▸ Document:
════════

Source code for logio.dynamic_time_warping.step_pattern

import numpy as np
import matplotlib.pyplot as plt
import networkx as nx

##DOCS
"""
Dynamic Time Warping (DTW)
**Details**

A step pattern defines teh allowed transitions between matched pairs of logs in a
specific of a DTW variant. They also known as local-constraints or transition types.

A variety of classification schemes have been proposed for step
patterns, including Sakoe-Chiba (Sakoe1978); Rabiner-Juang
(Rabiner1993); and Rabiner-Myers (Myers1980). The dynamic_time_warping module
implements some of the transition types found in those papers.

**Pre-defined step patterns**

      ## Well-known step patterns:
      symmetric1
      symmetric2
      asymmetric

      ## Slope-constrained step patterns from Sakoe-Chiba (Sakoe1978)
      symmetricP0;  asymmetricP0
      symmetricP05; asymmetricP05
      symmetricP1;  asymmetricP1
      symmetricP2;  asymmetricP2

      ## Step patterns classified according to Rabiner-Myers (Myers1980)
      typeIa;   typeIb;   typeIc;   typeId;
      typeIas;  typeIbs;  typeIcs;  typeIds;  
      typeIIa;  typeIIb;  typeIIc;  typeIId;
      typeIIIc; typeIVc;


For convenience, we review pre-defined step patterns grouped by
classification. Note that the same pattern may be listed under different
names.

**1. Well-known step patterns**

Common DTW implementations are based on one of the following transition
types.

════════

[Collection entries]
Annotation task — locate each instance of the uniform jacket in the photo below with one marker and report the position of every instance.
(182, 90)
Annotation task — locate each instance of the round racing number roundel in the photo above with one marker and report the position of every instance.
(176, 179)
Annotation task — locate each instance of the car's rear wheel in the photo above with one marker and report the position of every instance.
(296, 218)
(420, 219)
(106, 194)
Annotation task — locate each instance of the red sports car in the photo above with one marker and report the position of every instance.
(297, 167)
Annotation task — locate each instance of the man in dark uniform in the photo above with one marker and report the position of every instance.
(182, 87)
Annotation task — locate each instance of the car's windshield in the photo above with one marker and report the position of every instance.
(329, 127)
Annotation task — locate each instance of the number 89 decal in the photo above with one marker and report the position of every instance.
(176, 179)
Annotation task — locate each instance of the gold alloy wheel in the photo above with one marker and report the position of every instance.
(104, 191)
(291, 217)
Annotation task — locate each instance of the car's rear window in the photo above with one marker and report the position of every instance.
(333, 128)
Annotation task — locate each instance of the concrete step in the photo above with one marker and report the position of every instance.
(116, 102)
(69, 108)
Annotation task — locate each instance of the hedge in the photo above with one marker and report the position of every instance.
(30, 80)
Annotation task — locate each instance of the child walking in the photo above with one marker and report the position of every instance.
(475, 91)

════════

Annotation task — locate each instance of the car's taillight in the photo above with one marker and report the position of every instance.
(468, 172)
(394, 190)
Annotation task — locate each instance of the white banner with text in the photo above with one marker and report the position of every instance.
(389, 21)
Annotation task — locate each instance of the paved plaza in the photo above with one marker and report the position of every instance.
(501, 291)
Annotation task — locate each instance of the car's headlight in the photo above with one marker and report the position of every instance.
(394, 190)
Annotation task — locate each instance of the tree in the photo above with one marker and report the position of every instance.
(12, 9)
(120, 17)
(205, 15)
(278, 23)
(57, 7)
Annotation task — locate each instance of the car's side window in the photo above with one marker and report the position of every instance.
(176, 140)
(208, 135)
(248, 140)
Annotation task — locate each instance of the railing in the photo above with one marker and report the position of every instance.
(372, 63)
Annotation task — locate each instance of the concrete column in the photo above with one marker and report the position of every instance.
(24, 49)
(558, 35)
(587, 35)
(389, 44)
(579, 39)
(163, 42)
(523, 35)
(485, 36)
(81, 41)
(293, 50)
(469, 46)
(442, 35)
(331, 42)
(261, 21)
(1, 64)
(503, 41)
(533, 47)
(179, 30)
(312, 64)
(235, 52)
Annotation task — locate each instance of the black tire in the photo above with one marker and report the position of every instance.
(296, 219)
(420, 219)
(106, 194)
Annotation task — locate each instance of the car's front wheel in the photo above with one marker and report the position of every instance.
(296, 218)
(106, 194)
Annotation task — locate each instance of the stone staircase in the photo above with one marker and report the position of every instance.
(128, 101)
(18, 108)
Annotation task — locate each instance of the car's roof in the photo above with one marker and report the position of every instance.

════════

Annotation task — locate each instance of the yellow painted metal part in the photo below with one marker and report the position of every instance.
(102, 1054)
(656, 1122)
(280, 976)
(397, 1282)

════════

▸ Exercises to complete:
A - According to the step pattern documentation, which three classification schemes have been proposed for step patterns?
B - Retype the step pattern documentation from "A step pattern" to "or transition types.".
The records are separate material and have no connection to the documentation above.

▸ Answers to the problems:
A - Sakoe-Chiba, Rabiner-Juang, and Rabiner-Myers.

B -
A step pattern defines teh allowed transitions between matched pairs of logs in a
specific of a DTW variant. They also known as local-constraints or transition types.